▸ **Given exercise**: Copy the listing from its start through the line with "[[156, 203]]", swapping "marker" for "pin" and changing nothing else. Leave the pictures out of your copy.

BEGIN Given records

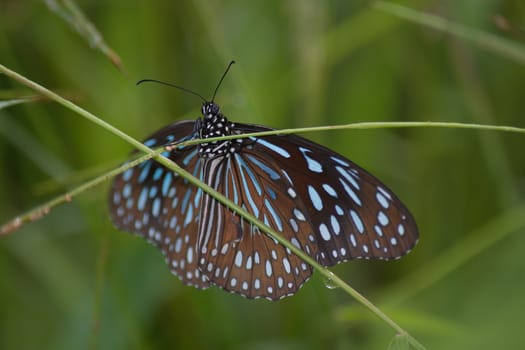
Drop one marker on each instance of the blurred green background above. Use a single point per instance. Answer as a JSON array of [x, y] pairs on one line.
[[71, 281]]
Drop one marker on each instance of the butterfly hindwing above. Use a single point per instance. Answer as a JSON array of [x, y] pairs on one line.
[[156, 203]]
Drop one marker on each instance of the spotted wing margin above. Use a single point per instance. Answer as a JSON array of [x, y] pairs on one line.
[[352, 214], [157, 204], [234, 254]]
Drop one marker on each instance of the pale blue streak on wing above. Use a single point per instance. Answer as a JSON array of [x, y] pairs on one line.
[[247, 192], [274, 175]]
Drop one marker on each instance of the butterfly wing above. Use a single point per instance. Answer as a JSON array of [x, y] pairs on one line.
[[157, 204], [234, 254], [352, 214]]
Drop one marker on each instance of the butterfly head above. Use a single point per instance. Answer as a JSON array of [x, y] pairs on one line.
[[210, 110]]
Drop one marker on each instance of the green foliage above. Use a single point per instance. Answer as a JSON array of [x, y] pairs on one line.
[[71, 280]]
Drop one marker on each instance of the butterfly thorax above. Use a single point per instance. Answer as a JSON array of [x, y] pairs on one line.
[[215, 124]]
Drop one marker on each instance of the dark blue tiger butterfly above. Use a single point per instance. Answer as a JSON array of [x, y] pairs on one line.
[[321, 202]]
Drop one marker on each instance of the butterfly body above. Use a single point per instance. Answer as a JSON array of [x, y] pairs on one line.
[[321, 202]]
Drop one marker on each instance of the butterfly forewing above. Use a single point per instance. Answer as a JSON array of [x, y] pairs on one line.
[[352, 213], [156, 203]]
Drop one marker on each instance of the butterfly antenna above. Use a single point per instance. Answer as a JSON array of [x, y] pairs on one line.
[[172, 85], [220, 81]]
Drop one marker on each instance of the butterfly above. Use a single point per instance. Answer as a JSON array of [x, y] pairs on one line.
[[320, 201]]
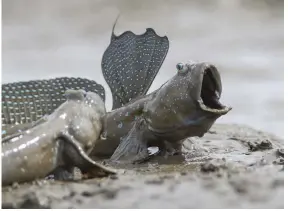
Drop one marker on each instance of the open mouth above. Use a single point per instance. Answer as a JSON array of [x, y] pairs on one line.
[[211, 91]]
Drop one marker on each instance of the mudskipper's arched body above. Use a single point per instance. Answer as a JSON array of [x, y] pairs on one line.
[[61, 139]]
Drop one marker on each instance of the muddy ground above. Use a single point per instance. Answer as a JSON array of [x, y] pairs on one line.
[[232, 166]]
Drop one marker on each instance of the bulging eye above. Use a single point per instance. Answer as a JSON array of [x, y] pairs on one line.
[[180, 66]]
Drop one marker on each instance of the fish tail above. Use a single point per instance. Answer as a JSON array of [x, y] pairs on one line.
[[28, 101]]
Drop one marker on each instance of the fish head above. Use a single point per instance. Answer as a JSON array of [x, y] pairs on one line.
[[202, 81], [189, 103]]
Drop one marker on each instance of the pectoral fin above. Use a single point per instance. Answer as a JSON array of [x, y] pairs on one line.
[[133, 147], [74, 155]]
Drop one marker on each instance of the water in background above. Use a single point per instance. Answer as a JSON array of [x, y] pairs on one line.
[[244, 39]]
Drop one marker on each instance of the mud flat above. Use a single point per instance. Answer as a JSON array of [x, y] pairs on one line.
[[232, 166]]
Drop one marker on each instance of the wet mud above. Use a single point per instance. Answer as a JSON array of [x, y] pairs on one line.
[[232, 166]]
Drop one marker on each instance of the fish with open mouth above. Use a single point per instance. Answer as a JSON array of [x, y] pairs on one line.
[[58, 141], [186, 105]]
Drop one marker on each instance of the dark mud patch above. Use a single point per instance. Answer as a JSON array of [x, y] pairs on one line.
[[218, 170]]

END Given records

▸ **Task output**:
Drop one pin on each instance of the blurred green background above. Use a single point per instance. Answer as a JSON array of [x, y] pairs on one line.
[[71, 281]]
Drop one pin on each instance of the butterfly hindwing above. Use a single point per instance. Answer as a JSON array of [x, y] pairs on one line.
[[156, 203]]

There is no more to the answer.